** Jobs **
**A)** In the blog post about book lists and reviews, who is writing for the Alley this week?
**B)** Reproduce word for word the passage of the blog post about book lists and reviews that starts with "Happy Monday!!!!!!!!!!!!! *positive" and goes on through "of list matter?".

** Extract to read **
===============
Happy Monday!!!!!!!!!!!!! *positive burst of energy for the beginning of the week*!!!!!

Thanks for coming to the Alley. It's L.G with you this week. Before I get started, did you check out our Featured Book of the Month? You could win a free book so make sure to head to our contest tab to enter the contest before leaving the blog.

Calling all READERS:

What do lists and ranks mean to you? 
Do you base what books you read or your to-be-read pile on lists like NYT Bestsellers Lists or the amazon ranking lists? And if so, does the sort of list matter?


And how about reviews? Do you read reviews before you buy a book? Does the actual review make a difference or do you just look at how many stars the book was given?

You know those things on Amazon, right above the review, that say "a zillion people found this review helpful" or "a zillion people found this review unhelpful"? Does that ever impact what you read?

I'll be honest--I rarely read reviews before I read a book. Very rarely. I sometimes read reviews after I finish the book because I always like seeing what other people thought/liked/didn't like about things in books. I also don't know where the book reading is on a list or where it ranks. It doesn't really matter, to me.

But I see a lot of this lately and, even though these things don't really influence what I read, I'm not crazy about what I'm seeing--

Authors asking people to do things that will increase their ranking and "likes" and "stars" and so on. I have no problem with authors wanting people who have read their books to give support. We need support as authors. I may not use them, but reviews can be very very beneficial to authors. So, yes, if you have read something and you loved it, like the author, give them stars, give them reviews.
===============
** Data lines **
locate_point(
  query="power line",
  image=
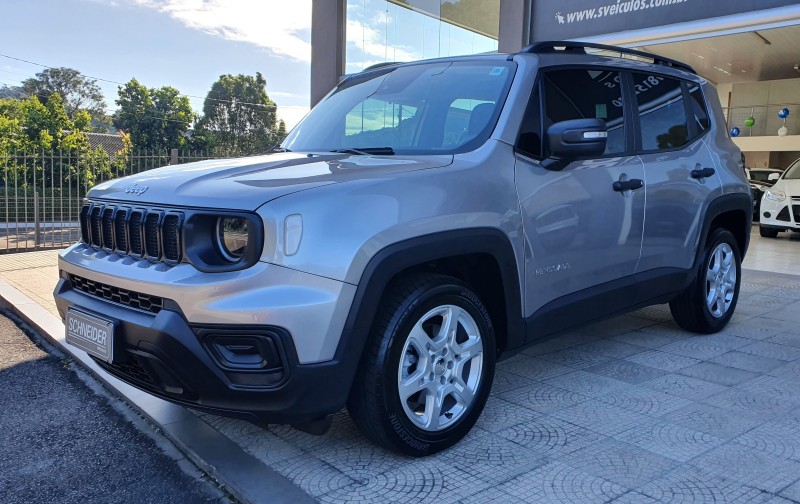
===============
** Expected responses **
**A)** L.G

**B)**
Happy Monday!!!!!!!!!!!!! *positive burst of energy for the beginning of the week*!!!!!

Thanks for coming to the Alley. It's L.G with you this week. Before I get started, did you check out our Featured Book of the Month? You could win a free book so make sure to head to our contest tab to enter the contest before leaving the blog.

Calling all READERS:

What do lists and ranks mean to you? 
Do you base what books you read or your to-be-read pile on lists like NYT Bestsellers Lists or the amazon ranking lists? And if so, does the sort of list matter?